Stored data entries
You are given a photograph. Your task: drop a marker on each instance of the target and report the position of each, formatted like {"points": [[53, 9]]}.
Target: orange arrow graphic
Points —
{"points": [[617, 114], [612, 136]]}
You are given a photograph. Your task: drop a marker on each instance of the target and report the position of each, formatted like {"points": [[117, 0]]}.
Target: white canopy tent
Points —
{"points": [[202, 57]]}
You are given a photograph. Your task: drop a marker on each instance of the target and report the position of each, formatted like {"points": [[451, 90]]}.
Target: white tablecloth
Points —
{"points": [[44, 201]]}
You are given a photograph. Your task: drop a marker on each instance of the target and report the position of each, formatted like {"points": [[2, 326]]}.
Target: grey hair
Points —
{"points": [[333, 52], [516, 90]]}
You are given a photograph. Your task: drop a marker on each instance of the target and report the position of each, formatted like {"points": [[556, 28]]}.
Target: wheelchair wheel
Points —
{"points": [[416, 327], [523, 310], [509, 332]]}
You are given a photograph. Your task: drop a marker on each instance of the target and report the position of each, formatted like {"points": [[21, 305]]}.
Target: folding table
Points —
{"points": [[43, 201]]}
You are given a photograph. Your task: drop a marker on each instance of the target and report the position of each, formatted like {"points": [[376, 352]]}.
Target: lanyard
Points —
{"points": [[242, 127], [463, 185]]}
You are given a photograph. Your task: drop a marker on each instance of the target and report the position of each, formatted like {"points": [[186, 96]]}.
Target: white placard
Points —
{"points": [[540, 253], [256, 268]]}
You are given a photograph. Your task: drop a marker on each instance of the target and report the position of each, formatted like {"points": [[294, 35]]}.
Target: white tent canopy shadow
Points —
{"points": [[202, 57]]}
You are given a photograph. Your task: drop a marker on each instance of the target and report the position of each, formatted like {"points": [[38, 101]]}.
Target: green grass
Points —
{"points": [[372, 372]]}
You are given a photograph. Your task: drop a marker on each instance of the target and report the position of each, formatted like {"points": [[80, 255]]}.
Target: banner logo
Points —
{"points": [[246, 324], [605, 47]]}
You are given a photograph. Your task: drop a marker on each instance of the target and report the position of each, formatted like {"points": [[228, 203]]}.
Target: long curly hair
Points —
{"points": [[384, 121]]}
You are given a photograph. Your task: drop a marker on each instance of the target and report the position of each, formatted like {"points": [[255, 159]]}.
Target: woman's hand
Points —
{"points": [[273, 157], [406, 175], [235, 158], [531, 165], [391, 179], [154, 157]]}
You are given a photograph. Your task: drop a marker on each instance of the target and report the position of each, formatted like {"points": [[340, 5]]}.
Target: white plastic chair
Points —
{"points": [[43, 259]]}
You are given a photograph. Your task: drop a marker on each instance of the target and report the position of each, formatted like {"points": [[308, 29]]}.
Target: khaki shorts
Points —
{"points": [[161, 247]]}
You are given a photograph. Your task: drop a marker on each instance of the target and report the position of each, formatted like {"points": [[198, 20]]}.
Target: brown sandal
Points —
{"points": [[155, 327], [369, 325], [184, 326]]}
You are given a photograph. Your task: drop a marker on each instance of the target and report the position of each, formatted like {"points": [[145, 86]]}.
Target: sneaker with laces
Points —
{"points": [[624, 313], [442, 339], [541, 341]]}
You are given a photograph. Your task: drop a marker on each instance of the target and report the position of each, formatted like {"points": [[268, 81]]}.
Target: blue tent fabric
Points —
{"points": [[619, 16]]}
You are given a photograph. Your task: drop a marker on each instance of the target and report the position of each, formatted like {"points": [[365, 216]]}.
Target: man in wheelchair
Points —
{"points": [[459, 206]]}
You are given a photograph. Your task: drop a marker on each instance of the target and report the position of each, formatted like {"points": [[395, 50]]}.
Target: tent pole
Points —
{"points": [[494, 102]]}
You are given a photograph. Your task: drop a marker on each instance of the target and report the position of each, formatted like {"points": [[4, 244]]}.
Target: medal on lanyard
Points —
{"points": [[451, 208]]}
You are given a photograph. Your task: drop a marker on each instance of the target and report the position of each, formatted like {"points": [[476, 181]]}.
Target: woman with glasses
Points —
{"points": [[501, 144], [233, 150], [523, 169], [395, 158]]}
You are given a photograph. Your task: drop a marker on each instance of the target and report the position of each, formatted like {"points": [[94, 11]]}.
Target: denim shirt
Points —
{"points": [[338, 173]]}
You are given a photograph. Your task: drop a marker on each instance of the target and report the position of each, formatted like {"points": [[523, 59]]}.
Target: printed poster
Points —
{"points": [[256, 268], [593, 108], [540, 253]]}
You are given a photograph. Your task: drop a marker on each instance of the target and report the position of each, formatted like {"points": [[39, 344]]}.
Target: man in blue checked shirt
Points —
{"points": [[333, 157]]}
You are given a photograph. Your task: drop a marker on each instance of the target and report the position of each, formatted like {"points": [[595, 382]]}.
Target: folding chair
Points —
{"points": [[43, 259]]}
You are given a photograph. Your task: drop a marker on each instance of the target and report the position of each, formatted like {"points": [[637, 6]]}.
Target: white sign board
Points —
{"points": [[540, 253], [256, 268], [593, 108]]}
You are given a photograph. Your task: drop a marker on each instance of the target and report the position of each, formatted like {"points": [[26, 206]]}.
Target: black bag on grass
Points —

EXERCISE GOAL.
Pick out each line in the entries above that contains the word "shirt" and copy those lines.

RESULT OF THE TASK.
Target: denim shirt
Target: man in blue checked shirt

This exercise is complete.